Prompt: Using the records below, write out again exactly the lines that begin at the line containing "Target: black lace dress" and end at the line containing "Target: young woman with long blonde hair", and no other lines.

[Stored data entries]
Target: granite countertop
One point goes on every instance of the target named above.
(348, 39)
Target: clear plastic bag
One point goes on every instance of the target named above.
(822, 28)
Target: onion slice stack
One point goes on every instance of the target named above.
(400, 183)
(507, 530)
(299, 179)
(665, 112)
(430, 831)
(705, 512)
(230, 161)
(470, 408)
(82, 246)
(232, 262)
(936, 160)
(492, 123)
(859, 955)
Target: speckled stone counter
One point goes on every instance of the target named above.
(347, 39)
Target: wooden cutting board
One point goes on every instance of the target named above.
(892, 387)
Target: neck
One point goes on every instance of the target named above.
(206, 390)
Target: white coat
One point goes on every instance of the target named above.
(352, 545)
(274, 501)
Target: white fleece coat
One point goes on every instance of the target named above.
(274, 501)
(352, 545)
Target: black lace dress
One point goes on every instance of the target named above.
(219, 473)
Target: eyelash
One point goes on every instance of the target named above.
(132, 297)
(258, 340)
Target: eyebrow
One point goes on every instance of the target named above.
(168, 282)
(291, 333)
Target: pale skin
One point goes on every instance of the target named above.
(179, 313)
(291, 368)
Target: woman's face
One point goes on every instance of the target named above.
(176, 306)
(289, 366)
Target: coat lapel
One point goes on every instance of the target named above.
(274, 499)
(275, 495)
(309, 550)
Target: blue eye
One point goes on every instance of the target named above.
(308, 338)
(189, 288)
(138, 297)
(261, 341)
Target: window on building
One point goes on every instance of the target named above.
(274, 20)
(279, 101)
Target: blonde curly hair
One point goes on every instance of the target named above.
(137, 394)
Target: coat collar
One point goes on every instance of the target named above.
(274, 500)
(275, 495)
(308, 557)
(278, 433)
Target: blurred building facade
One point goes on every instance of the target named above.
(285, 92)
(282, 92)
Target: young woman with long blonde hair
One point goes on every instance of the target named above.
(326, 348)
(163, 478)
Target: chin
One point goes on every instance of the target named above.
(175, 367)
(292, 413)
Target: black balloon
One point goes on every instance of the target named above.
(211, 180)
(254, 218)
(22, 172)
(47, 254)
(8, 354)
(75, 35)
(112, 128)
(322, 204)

Solved exercise:
Target: black lace dress
One point goes on every instance of the target named above.
(219, 473)
Target: eyelash
One point goes on every instance of the target named above.
(132, 297)
(258, 340)
Target: eyebrow
One point goes on every instance of the target named above.
(168, 282)
(291, 333)
Target: pale skin
One point goes on every instance of the target named above.
(179, 313)
(291, 368)
Target: woman's face
One point goes on every instance of the target named above.
(176, 306)
(289, 366)
Target: coat lapel
One point goes on every instance of the target named above.
(274, 499)
(275, 495)
(309, 550)
Target: blue eye
One point goes on every instance of the target named above.
(308, 338)
(189, 288)
(138, 297)
(261, 341)
Target: window on building
One point goes on every instance of the target named above.
(274, 20)
(279, 101)
Target: blonde curly hair
One point goes on every instance of the target named above.
(137, 394)
Target: coat collar
One point goes on every instance of the target named above.
(274, 500)
(275, 495)
(308, 557)
(278, 433)
Target: blurred building facade
One point goes on every instance of the target named above.
(285, 92)
(282, 92)
Target: young woman with long blonde hair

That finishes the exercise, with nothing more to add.